Instructions to follow:
Gather all lines in the entries that include the word "white".

::::

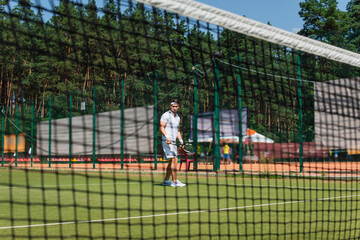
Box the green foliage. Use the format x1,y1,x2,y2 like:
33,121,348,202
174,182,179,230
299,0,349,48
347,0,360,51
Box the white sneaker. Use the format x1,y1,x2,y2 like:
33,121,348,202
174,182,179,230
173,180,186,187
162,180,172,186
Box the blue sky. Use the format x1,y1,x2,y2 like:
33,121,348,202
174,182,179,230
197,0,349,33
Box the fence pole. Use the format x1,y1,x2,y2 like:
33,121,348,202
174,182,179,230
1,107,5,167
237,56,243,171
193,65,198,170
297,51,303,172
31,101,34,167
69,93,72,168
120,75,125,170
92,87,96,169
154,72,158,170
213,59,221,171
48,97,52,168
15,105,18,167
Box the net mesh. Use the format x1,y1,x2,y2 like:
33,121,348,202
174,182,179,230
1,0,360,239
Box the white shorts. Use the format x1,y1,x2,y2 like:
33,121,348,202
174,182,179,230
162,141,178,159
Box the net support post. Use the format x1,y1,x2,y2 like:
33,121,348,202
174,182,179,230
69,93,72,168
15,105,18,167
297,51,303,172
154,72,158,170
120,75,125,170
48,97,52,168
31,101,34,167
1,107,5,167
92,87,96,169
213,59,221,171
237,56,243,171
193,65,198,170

::::

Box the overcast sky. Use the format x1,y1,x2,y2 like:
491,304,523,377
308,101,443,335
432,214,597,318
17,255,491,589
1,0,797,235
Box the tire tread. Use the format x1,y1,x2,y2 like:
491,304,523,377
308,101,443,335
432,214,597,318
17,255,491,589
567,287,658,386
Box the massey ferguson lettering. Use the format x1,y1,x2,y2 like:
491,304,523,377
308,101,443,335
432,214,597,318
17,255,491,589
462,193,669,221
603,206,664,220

::::

Response:
Box the white sneaker. Use the format x1,y1,x2,y2 like:
Box the white shorts. Use the format x1,y1,x2,y2 like:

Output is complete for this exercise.